▸ **EXERCISE GOAL**
Search the records for lines that contain the word "roof". Copy them all.
Segment Start: WORKING DATA
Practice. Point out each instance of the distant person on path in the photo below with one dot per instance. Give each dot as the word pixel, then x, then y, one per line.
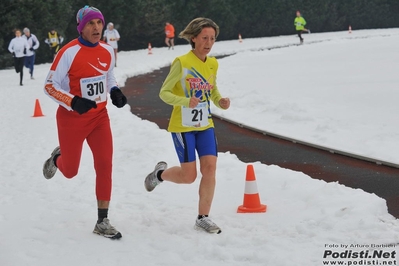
pixel 18 47
pixel 30 53
pixel 189 88
pixel 111 36
pixel 170 35
pixel 300 23
pixel 79 80
pixel 54 41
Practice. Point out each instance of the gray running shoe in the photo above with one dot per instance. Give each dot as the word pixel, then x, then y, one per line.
pixel 107 230
pixel 206 224
pixel 49 167
pixel 151 181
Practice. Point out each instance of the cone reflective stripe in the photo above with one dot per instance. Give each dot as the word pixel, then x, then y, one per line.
pixel 38 110
pixel 251 196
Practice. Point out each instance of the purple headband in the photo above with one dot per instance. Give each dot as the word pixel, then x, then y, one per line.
pixel 86 14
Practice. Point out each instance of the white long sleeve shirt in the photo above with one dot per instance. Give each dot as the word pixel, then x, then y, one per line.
pixel 33 43
pixel 17 46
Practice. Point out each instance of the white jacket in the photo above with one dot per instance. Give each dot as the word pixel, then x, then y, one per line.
pixel 17 46
pixel 33 43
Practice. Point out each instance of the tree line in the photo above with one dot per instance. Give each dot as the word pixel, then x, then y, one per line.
pixel 140 22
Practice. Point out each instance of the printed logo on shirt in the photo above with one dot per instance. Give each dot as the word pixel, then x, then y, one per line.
pixel 199 84
pixel 101 63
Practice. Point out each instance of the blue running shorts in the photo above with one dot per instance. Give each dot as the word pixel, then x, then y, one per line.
pixel 186 143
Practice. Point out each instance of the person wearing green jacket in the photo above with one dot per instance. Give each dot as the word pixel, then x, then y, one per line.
pixel 300 23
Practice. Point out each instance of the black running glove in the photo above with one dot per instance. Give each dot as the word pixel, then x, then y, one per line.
pixel 117 97
pixel 82 105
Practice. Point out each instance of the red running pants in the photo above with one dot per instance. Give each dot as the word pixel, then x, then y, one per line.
pixel 94 127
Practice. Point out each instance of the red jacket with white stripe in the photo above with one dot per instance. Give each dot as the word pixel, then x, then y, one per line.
pixel 82 69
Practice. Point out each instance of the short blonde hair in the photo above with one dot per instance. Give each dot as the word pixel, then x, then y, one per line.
pixel 194 28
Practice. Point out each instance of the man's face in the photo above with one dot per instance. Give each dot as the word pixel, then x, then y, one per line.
pixel 92 30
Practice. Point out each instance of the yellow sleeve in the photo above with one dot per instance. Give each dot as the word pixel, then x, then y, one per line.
pixel 166 93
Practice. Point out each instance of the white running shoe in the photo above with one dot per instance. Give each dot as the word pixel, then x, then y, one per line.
pixel 151 181
pixel 206 224
pixel 49 168
pixel 107 230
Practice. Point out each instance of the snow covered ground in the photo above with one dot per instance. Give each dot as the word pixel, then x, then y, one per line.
pixel 337 90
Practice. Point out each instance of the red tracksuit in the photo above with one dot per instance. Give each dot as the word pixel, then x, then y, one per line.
pixel 85 70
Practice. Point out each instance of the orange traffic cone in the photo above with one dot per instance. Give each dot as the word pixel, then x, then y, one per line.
pixel 38 109
pixel 251 195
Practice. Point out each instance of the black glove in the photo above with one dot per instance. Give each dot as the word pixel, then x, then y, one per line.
pixel 118 99
pixel 82 105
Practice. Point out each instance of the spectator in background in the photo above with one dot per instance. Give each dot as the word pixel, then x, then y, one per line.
pixel 54 41
pixel 111 36
pixel 170 35
pixel 300 23
pixel 30 53
pixel 18 47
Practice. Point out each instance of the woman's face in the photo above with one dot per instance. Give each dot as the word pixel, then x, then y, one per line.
pixel 204 42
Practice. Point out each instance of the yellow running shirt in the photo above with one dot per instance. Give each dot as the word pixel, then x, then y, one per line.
pixel 190 76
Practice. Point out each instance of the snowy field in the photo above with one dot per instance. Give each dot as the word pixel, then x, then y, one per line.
pixel 337 90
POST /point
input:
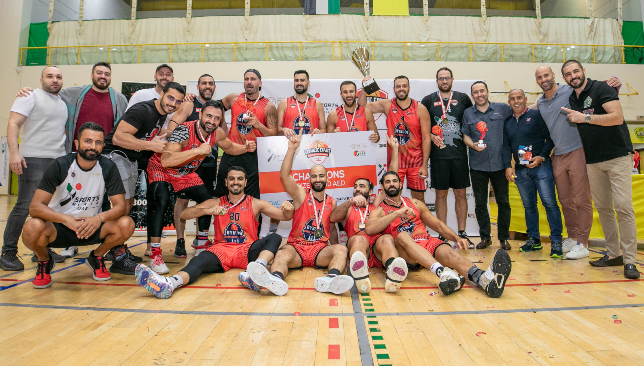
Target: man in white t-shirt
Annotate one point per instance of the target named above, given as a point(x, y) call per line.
point(42, 116)
point(163, 75)
point(66, 208)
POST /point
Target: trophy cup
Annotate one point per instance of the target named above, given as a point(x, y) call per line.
point(360, 58)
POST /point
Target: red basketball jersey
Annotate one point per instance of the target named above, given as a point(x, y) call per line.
point(405, 126)
point(413, 225)
point(238, 225)
point(188, 166)
point(304, 224)
point(239, 132)
point(345, 119)
point(309, 112)
point(354, 219)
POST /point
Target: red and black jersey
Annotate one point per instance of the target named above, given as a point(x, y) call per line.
point(238, 225)
point(413, 225)
point(354, 219)
point(304, 225)
point(405, 126)
point(239, 132)
point(308, 111)
point(186, 131)
point(345, 119)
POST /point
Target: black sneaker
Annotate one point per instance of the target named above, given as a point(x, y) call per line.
point(631, 272)
point(133, 257)
point(123, 265)
point(180, 248)
point(463, 234)
point(493, 280)
point(605, 262)
point(10, 261)
point(52, 255)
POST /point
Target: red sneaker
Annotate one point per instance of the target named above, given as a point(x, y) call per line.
point(97, 264)
point(43, 274)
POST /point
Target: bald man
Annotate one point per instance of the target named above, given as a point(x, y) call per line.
point(42, 116)
point(308, 242)
point(526, 139)
point(568, 162)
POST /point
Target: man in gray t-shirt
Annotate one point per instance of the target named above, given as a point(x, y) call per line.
point(568, 162)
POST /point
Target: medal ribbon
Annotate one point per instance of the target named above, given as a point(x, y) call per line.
point(318, 220)
point(449, 103)
point(301, 112)
point(346, 120)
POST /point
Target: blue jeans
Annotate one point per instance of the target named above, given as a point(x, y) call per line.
point(539, 179)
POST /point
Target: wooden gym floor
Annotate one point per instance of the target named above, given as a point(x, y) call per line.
point(552, 313)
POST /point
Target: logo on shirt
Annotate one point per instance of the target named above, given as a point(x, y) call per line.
point(402, 133)
point(241, 126)
point(317, 152)
point(71, 193)
point(234, 233)
point(407, 226)
point(308, 231)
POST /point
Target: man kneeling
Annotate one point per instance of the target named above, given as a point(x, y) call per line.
point(406, 219)
point(236, 243)
point(66, 208)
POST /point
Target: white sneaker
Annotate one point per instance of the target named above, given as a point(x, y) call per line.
point(450, 281)
point(69, 252)
point(263, 278)
point(578, 252)
point(568, 244)
point(360, 272)
point(338, 284)
point(156, 262)
point(396, 273)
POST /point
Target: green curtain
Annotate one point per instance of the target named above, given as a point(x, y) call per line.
point(633, 35)
point(38, 35)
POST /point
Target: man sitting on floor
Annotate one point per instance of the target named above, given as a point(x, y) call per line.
point(66, 208)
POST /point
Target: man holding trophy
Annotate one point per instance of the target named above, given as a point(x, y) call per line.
point(407, 120)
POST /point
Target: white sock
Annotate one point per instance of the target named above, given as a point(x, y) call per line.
point(175, 281)
point(202, 237)
point(437, 268)
point(262, 262)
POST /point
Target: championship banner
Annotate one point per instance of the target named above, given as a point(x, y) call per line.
point(346, 156)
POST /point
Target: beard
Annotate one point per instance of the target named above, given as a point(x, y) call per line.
point(313, 187)
point(89, 155)
point(392, 191)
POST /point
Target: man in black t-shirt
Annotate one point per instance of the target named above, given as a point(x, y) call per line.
point(66, 208)
point(604, 135)
point(448, 157)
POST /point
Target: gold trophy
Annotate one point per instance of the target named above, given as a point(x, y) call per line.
point(360, 58)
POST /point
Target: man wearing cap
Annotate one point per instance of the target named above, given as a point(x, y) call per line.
point(252, 116)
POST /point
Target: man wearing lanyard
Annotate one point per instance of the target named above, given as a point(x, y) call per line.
point(350, 116)
point(308, 242)
point(188, 145)
point(377, 248)
point(568, 162)
point(595, 108)
point(483, 134)
point(207, 171)
point(448, 160)
point(526, 139)
point(236, 241)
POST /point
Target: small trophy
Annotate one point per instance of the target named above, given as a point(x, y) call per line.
point(360, 58)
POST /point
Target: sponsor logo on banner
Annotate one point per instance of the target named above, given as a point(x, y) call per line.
point(234, 233)
point(317, 152)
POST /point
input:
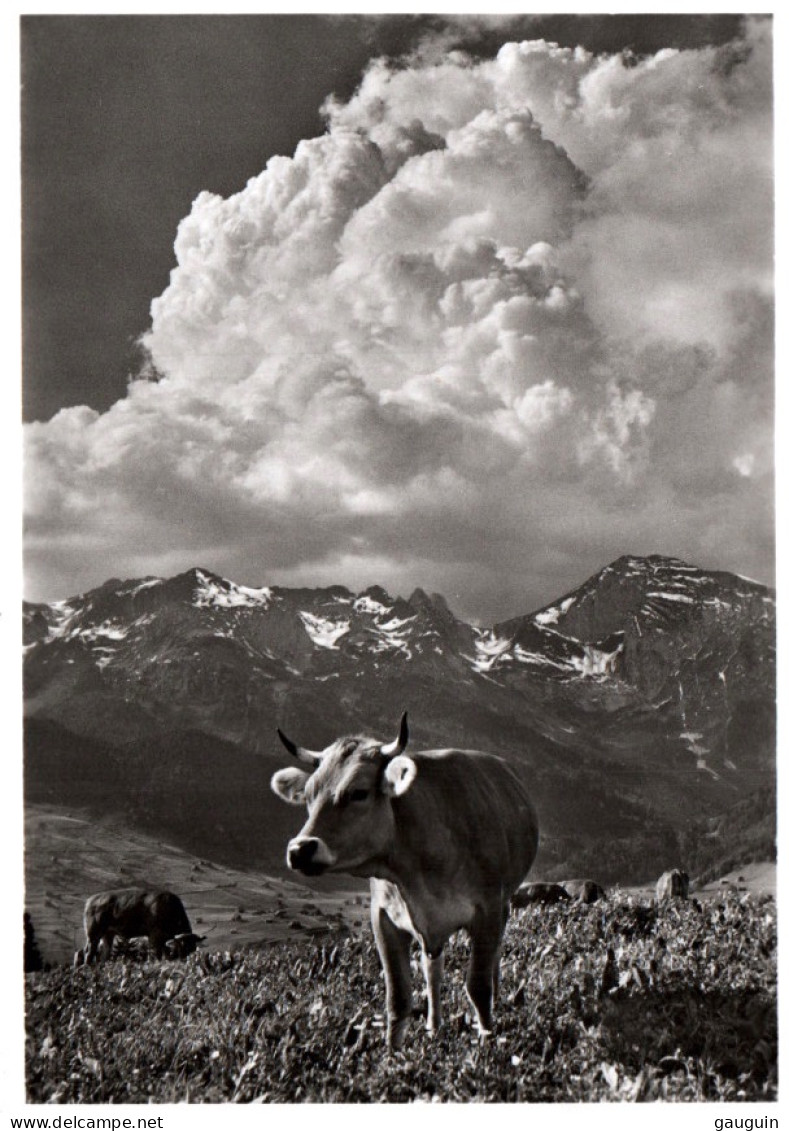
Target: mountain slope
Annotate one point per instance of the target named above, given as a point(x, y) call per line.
point(641, 701)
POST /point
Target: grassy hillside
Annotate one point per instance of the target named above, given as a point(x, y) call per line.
point(69, 855)
point(618, 1001)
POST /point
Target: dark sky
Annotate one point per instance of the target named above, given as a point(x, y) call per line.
point(127, 119)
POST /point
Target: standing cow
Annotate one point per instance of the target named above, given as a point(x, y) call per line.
point(584, 891)
point(129, 913)
point(673, 885)
point(529, 894)
point(444, 836)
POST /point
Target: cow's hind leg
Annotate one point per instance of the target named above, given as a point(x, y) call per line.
point(433, 967)
point(393, 947)
point(482, 982)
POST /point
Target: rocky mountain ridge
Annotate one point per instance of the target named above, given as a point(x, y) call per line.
point(642, 700)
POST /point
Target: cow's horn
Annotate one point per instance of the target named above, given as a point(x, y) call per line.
point(398, 745)
point(309, 757)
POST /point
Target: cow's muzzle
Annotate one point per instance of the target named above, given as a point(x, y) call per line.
point(308, 856)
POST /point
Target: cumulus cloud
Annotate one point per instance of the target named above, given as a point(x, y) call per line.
point(502, 321)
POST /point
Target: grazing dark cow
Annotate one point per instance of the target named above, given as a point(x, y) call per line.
point(538, 894)
point(444, 836)
point(673, 885)
point(586, 891)
point(132, 912)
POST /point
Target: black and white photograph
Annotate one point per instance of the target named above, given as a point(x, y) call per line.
point(398, 694)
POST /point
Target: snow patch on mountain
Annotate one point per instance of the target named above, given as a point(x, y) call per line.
point(323, 632)
point(665, 595)
point(366, 604)
point(391, 637)
point(490, 648)
point(227, 594)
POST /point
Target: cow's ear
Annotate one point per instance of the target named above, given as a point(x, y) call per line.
point(399, 776)
point(289, 785)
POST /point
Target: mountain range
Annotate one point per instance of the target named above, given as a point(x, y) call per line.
point(643, 704)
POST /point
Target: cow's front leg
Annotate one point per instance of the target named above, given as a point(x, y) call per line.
point(433, 968)
point(393, 946)
point(482, 982)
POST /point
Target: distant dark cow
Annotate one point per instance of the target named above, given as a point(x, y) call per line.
point(586, 891)
point(130, 913)
point(673, 885)
point(444, 836)
point(538, 894)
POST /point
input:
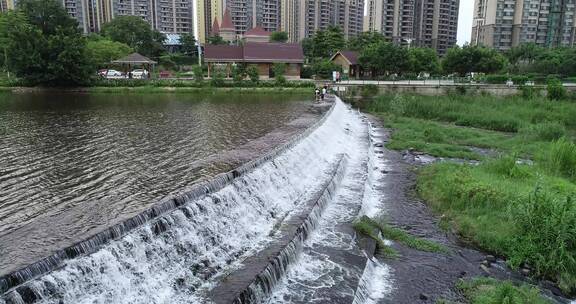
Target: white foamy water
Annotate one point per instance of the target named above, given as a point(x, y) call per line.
point(376, 283)
point(323, 272)
point(179, 257)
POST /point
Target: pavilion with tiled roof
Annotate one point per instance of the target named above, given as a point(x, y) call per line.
point(349, 62)
point(257, 34)
point(226, 30)
point(261, 55)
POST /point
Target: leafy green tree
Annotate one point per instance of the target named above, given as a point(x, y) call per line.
point(326, 43)
point(423, 60)
point(324, 68)
point(188, 43)
point(217, 77)
point(555, 89)
point(279, 37)
point(527, 52)
point(101, 51)
point(44, 46)
point(238, 74)
point(363, 40)
point(468, 59)
point(252, 72)
point(136, 33)
point(279, 70)
point(198, 74)
point(385, 58)
point(48, 15)
point(216, 40)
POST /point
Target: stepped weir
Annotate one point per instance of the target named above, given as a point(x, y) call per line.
point(233, 239)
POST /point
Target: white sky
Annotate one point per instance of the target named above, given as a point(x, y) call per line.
point(465, 21)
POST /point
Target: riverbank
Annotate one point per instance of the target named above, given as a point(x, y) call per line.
point(513, 205)
point(161, 90)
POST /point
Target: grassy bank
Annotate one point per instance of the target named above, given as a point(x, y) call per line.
point(489, 291)
point(522, 211)
point(449, 125)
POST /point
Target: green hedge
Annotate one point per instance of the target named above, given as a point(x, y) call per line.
point(132, 83)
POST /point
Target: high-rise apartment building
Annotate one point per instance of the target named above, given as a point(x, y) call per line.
point(173, 16)
point(6, 5)
point(302, 18)
point(503, 24)
point(425, 23)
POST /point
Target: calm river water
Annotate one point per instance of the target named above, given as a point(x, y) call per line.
point(71, 164)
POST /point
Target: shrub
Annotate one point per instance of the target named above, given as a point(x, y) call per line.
point(491, 291)
point(547, 131)
point(198, 74)
point(369, 90)
point(217, 78)
point(324, 68)
point(528, 92)
point(560, 159)
point(496, 79)
point(556, 91)
point(307, 72)
point(252, 72)
point(506, 166)
point(545, 222)
point(238, 74)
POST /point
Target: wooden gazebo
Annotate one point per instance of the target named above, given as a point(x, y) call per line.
point(136, 60)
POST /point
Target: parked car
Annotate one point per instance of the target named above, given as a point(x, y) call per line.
point(111, 74)
point(140, 74)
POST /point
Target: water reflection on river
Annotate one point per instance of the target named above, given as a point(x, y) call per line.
point(71, 164)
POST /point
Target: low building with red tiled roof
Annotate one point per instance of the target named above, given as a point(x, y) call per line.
point(348, 60)
point(261, 55)
point(257, 34)
point(226, 30)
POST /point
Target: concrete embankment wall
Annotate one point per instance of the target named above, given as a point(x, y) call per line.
point(438, 90)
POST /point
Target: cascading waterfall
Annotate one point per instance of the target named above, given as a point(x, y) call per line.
point(179, 250)
point(263, 284)
point(374, 284)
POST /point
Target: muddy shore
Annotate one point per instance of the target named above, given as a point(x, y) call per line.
point(424, 277)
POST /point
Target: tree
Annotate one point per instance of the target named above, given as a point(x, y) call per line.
point(188, 43)
point(423, 60)
point(44, 46)
point(101, 51)
point(49, 16)
point(385, 58)
point(279, 70)
point(324, 68)
point(216, 40)
point(279, 37)
point(198, 74)
point(364, 39)
point(525, 52)
point(468, 59)
point(252, 72)
point(136, 33)
point(326, 43)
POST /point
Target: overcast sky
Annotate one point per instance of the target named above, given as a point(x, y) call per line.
point(465, 21)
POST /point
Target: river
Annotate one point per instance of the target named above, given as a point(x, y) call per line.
point(74, 164)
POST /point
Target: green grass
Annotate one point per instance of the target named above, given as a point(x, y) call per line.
point(374, 228)
point(490, 291)
point(448, 126)
point(366, 228)
point(517, 211)
point(522, 212)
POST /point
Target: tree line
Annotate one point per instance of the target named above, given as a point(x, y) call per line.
point(43, 45)
point(380, 57)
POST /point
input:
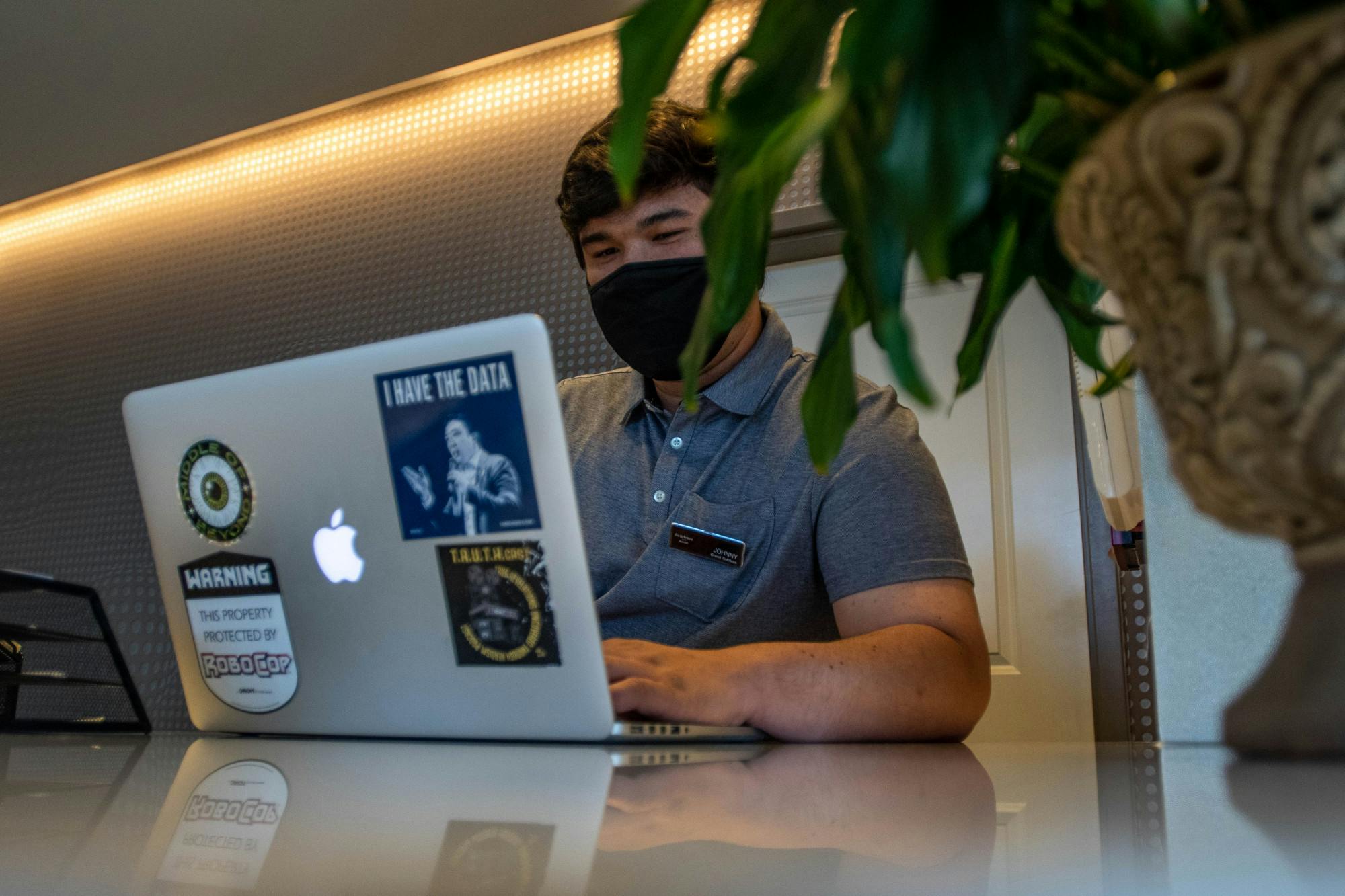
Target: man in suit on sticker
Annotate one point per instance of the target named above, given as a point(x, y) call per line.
point(478, 483)
point(735, 583)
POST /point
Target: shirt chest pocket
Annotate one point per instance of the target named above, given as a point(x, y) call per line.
point(704, 587)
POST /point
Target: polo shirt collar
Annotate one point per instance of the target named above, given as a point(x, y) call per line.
point(740, 391)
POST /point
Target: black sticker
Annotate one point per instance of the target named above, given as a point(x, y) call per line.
point(708, 544)
point(240, 631)
point(458, 450)
point(216, 491)
point(500, 604)
point(493, 857)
Segment End: WORKING DATA
▸ **OUTPUT**
Target: pavilion with tiled roof
Target: low building with red tiled roof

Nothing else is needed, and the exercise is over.